Set exercise >>
Here are some records; return them all exactly.

Boundary labeling items:
※
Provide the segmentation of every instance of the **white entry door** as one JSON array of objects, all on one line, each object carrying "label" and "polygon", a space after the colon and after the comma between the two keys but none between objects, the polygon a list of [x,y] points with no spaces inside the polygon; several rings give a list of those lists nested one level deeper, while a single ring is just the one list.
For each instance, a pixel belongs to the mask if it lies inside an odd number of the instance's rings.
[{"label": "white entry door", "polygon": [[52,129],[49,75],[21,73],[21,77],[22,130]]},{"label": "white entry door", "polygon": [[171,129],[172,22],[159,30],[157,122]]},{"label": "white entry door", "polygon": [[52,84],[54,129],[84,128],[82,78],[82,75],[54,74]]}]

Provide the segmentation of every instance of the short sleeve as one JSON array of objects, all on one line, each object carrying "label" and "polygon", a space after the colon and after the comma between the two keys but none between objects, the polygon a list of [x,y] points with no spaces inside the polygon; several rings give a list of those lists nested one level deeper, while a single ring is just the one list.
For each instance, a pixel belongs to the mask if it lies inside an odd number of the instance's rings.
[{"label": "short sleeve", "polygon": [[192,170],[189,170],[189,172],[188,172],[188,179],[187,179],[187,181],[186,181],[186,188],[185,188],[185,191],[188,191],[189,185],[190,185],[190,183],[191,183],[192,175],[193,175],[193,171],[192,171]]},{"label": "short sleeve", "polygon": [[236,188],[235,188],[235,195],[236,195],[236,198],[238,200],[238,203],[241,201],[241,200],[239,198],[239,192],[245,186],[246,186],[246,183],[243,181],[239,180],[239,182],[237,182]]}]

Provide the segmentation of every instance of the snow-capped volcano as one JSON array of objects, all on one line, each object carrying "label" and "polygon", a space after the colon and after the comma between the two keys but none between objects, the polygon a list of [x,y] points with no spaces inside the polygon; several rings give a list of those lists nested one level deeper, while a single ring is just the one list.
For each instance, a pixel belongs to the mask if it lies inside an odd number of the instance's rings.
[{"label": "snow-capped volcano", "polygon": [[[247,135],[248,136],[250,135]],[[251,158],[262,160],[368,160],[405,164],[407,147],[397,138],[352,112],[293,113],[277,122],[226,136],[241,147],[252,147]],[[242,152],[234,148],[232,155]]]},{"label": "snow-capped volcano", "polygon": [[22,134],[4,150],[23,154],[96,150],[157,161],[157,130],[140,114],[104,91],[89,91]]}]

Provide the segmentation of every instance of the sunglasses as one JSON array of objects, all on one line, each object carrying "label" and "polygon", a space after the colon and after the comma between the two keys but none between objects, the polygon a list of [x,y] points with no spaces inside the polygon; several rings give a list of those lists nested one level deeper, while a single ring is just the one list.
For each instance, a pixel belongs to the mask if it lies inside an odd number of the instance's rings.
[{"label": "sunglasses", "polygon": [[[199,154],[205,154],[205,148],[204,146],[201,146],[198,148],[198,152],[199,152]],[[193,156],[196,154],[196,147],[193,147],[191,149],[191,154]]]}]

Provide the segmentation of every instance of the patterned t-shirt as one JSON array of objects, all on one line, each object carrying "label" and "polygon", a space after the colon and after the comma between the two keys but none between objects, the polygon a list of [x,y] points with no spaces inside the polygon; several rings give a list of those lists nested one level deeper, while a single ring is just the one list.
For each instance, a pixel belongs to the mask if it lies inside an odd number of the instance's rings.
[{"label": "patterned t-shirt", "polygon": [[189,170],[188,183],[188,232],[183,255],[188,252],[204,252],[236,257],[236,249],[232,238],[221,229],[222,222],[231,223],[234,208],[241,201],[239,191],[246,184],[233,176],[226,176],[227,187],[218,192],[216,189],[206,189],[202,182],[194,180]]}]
※
Final result >>
Provide the segmentation of every instance of the **white entry door** as one JSON array of objects, all on one line, each object carrying "label" and "polygon", a space after the colon and after the comma between the two keys but none between objects, the polygon a list of [x,y] points with no spaces inside the polygon; several rings give a list of those lists nested one level deeper, while a single ring is just the one list.
For each instance, a pixel belongs to the mask if it lies inside an odd number of the instance's rings.
[{"label": "white entry door", "polygon": [[52,129],[49,75],[21,73],[21,77],[22,130]]},{"label": "white entry door", "polygon": [[171,129],[172,22],[159,30],[157,122]]},{"label": "white entry door", "polygon": [[52,84],[54,129],[84,128],[82,78],[82,75],[54,74]]}]

Provide the segmentation of every instance of the short sleeve as one JSON array of objects, all on one line, each object carrying "label" and "polygon", a space after the colon and after the comma between the two keys but none between objects, the polygon a list of [x,y] points with no spaces inside the polygon; several rings give a list of those lists nested one level deeper, while a single ring is just the one list.
For each instance, a pixel belongs to the mask if it lies inside an odd number of the instance's rings.
[{"label": "short sleeve", "polygon": [[192,170],[189,170],[189,172],[188,172],[188,179],[187,179],[187,181],[186,181],[186,188],[185,188],[185,191],[188,191],[189,185],[190,185],[190,183],[191,183],[192,175],[193,175],[193,171],[192,171]]},{"label": "short sleeve", "polygon": [[236,188],[235,188],[235,195],[236,195],[236,198],[238,200],[238,203],[241,201],[241,200],[239,198],[239,192],[245,186],[246,186],[246,183],[243,181],[239,180],[239,182],[237,182]]}]

Provide the segmentation of every instance of the snow-capped volcano as one JSON array of objects, all on one line, each object carrying "label" and "polygon", a space after the colon and after the comma between the two keys but none between objects, the polygon a list of [x,y] points with no spaces inside the polygon; several rings give a list of those lists nested one level deeper, while a single ring is just the one list.
For each instance, a pixel belongs to the mask if it lies inside an odd number of the instance's rings.
[{"label": "snow-capped volcano", "polygon": [[[247,135],[248,136],[250,135]],[[251,158],[262,160],[368,160],[405,164],[407,147],[397,138],[352,112],[293,113],[277,122],[226,136],[241,147],[252,147]],[[242,152],[234,148],[232,155]]]},{"label": "snow-capped volcano", "polygon": [[22,134],[4,150],[23,154],[96,150],[157,161],[157,130],[140,114],[104,91],[89,91]]}]

Provide the segmentation of every instance of the sunglasses as one JSON array of objects, all on one line, each object carrying "label" and "polygon", a space after the colon and after the comma between the two keys but none between objects, the polygon a list of [x,y] points with no spaces inside the polygon; several rings give a list of those lists nested one level deeper, while a single ring is just the one list.
For each instance, a pixel belongs to the mask if it lies inside an odd number of the instance's rings.
[{"label": "sunglasses", "polygon": [[[199,154],[205,154],[205,148],[204,146],[201,146],[198,148],[198,152],[199,152]],[[193,156],[196,154],[196,147],[193,147],[191,149],[191,154]]]}]

Provide the segmentation of every instance of the patterned t-shirt as one JSON array of objects, all on one line, each object carrying "label" and "polygon", a space after the colon and after the comma between the two keys but none between objects, the polygon a list of [x,y] points with no spaces inside the polygon; several rings give a list of those lists nested one level deeper, while a single ring is just the one list.
For each instance, a pixel belongs to the mask if it lies inside an odd number of the instance's rings.
[{"label": "patterned t-shirt", "polygon": [[189,170],[188,183],[188,232],[183,255],[188,252],[204,252],[236,257],[236,249],[232,238],[221,229],[222,222],[231,223],[234,208],[241,201],[239,191],[246,184],[233,176],[226,176],[227,187],[218,192],[216,189],[206,189],[202,182],[194,180]]}]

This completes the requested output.